EXERCISE MATERIALS Block Start

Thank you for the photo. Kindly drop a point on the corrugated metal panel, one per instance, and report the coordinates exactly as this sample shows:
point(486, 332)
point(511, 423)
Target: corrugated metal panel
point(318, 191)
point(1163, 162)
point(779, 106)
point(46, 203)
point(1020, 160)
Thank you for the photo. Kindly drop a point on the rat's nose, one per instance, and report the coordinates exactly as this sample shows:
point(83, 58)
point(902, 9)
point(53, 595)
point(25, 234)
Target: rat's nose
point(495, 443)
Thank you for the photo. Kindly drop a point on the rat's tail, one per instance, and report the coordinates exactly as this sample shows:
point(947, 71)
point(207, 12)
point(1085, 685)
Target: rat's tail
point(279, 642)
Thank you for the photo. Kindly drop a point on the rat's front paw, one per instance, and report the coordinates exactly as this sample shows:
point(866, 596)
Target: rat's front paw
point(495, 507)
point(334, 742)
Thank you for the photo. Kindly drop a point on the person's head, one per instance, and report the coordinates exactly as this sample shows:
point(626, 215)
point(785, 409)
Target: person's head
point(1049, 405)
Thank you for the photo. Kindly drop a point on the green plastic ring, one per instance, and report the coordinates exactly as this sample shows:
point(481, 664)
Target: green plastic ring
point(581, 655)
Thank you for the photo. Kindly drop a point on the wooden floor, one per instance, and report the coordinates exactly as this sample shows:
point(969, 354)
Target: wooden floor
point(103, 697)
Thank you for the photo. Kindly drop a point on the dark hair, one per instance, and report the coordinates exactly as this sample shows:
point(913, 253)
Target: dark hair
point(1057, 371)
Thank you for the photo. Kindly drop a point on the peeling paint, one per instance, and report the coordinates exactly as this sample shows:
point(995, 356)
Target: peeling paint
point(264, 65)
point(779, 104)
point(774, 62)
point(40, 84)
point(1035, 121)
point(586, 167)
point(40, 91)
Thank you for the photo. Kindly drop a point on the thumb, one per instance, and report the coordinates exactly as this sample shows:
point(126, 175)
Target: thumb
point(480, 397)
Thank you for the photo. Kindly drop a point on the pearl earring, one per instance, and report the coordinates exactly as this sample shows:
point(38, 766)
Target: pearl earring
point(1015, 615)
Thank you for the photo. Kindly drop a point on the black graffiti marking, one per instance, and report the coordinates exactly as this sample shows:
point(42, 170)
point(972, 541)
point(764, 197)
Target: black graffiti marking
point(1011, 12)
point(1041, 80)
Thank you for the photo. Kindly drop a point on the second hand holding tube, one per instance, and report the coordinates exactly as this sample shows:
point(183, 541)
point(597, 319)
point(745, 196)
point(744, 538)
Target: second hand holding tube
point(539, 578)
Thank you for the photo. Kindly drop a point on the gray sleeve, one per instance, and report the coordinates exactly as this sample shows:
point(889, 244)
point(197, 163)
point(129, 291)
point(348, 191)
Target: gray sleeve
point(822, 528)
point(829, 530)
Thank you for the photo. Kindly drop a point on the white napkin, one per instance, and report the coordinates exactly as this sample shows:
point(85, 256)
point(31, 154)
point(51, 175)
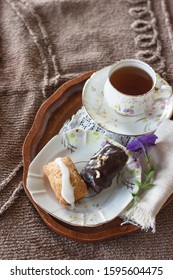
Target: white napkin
point(145, 211)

EXERCISE MATERIALS Block End

GOAL OF THE EXERCISE
If pictures appear in the data, omit them and copy all other parts exactly.

EXERCISE RESULT
Thank you for the photo. Kindly drop a point on the corrugated metal panel, one per instance, and report the coordinates exactly as this sample shows:
point(486, 332)
point(511, 423)
Target: corrugated metal panel
point(318, 191)
point(1163, 162)
point(779, 106)
point(46, 203)
point(1020, 160)
Thank you for the photo. Kindly drop a point on the rat's nose, one per instance, and report the coordinates exactly as this sample shows:
point(83, 58)
point(902, 9)
point(53, 595)
point(25, 234)
Target: rat's nose
point(495, 443)
Thank you for the photo. Kindly drop a point on the rat's tail, one per instance, and report the coordinates exactly as this sample shows:
point(947, 71)
point(207, 12)
point(1085, 685)
Target: rat's tail
point(279, 642)
Thank you for the photo. Kindly drop a point on the rat's front paw, one per instance, and report the coordinates exactly as this sample shows:
point(866, 596)
Target: rat's front paw
point(495, 507)
point(334, 742)
Thank you for the photo. Kindly drop a point on the person's head, one per instance, and report the coordinates exactly as this sample shows:
point(626, 215)
point(785, 409)
Target: person's head
point(1049, 405)
Thank you for the photo. Kindly drop a point on the green plastic ring, one per instance, and report the coordinates exactly as this sample shows:
point(481, 664)
Target: green plastic ring
point(581, 655)
Thank you for the photo. Kindly drop a point on the wooden floor, one per instance, and report the coordinates exactly as this sample shows:
point(969, 354)
Target: wooden floor
point(103, 697)
Thank you for the photo. Kindly drop a point on the dark hair, one per instance, and report the coordinates exactly as this sample shows:
point(913, 253)
Target: dark hair
point(1057, 371)
Thank you for the photo. Kindly drop a point on the peeling paint, one per instance, and report the coordinates exactly as this sample shows:
point(995, 356)
Target: peeling paint
point(264, 65)
point(779, 104)
point(774, 62)
point(40, 84)
point(1035, 121)
point(586, 167)
point(40, 91)
Thank you for the photo. Kindly drop a point on the thumb, one per instance, and report the coordinates exactly as this sample shows:
point(126, 175)
Target: thumb
point(480, 397)
Thank you for the photo. Kindly drop a point on the pearl earring, one per instance, and report the coordinates exactly as this sample shows:
point(38, 766)
Target: pearl earring
point(1015, 615)
Thank you for the photo. Kindly drop a point on the black graffiti marking, one per instance, and report the coordinates exactly as this sample shows:
point(42, 170)
point(972, 541)
point(764, 197)
Target: black graffiti marking
point(1011, 12)
point(1041, 80)
Thank you for the photo. Kindly drop a point on the second hand holding tube, one per instance, and report the coordinates exactly as this sample shows:
point(183, 541)
point(597, 319)
point(745, 196)
point(744, 538)
Target: second hand holding tube
point(539, 578)
Thank you for the photo. Kindly drop a point on the gray sleeve, one per instance, and report the coordinates exactly as this sample shows:
point(889, 244)
point(197, 163)
point(129, 291)
point(348, 191)
Target: gray sleeve
point(822, 528)
point(829, 530)
Thank you for the photo. Kindly drop a point on the white napkin, one per instance, and report the coordinates exactly as this sample shows:
point(85, 256)
point(31, 154)
point(51, 175)
Target: white napkin
point(145, 211)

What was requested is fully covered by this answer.